● Tarefas
A: Indique se cada uma das afirmações seguintes está de acordo com o excerto, respondendo sim ou não e citando as palavras do excerto que o decidem: (i) o autor pediu o pagamento em prestações da quantia descrita; (ii) o autor entregou o requerimento em mão; (iii) o primeiro ofício foi assinado pelo presidente do conselho directivo da entidade demandada.
B: Resuma o excerto em duas frases.
C: Devolva exatamente a parte do excerto que vai de "2) Em 03/11/2011" a "5-6, do processo administrativo].".

● Excerto do texto
***

3. Erro de julgamento de direito, quanto à violação do princípio de participação do interessado.

III. FUNDAMENTOS

DE FACTO

O Tribunal a quo deu como assentes os seguintes factos:

1) Os serviços da entidade demandada remeteram ao autor, que recebeu, o ofício DEV0006/2011/260323, relativo ao processo n.º 02159/2011, datado de 13/10/2013, assinado por um vogal do conselho directivo da entidade demandada, invocando agir no uso de competências delegadas pela deliberação n.º 1722/2010, publicada no DR, 2.ª Série, de 24/09/2014, do qual consta o seguinte:

«(...)


(“texto integral no original; imagem”)

(…)» [cfr. fls. 4, do processo administrativo].

2) Em 03/11/2011 o autor remeteu, através de carta registada, para a entidade demandada, que recebeu, um requerimento no qual solicitou o pagamento em prestações da quantia descrita no ponto anterior [cf. fls. 5-6, do processo administrativo].

3) A entidade demandada remeteu ao autor um ofício do qual consta o seguinte:


(“texto integral no original; imagem”)

(...)» [cf. fls. 7, do processo administrativo].

4) A entidade demandada remeteu ao autor um ofício do qual consta o seguinte:

«(…)


(“texto integral no original; imagem”)

(...)» [cf. fls. 9, do processo administrativo].

***

● Secção de dados
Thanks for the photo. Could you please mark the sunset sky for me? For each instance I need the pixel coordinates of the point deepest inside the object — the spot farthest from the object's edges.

***

● Soluções dos exercícios
A:
(i) Sim: "um requerimento no qual solicitou o pagamento em prestações da quantia descrita no ponto anterior".
(ii) Não: "o autor remeteu, através de carta registada, para a entidade demandada".
(iii) Não: "assinado por um vogal do conselho directivo da entidade demandada".

B: O excerto enuncia os factos que o Tribunal a quo deu como assentes. Segundo esses factos, a entidade demandada remeteu ao autor um primeiro ofício, assinado por um vogal do seu conselho directivo, e depois mais dois ofícios, e o autor pediu por carta registada o pagamento em prestações da quantia descrita no primeiro.

C:
2) Em 03/11/2011 o autor remeteu, através de carta registada, para a entidade demandada, que recebeu, um requerimento no qual solicitou o pagamento em prestações da quantia descrita no ponto anterior [cf. fls. 5-6, do processo administrativo].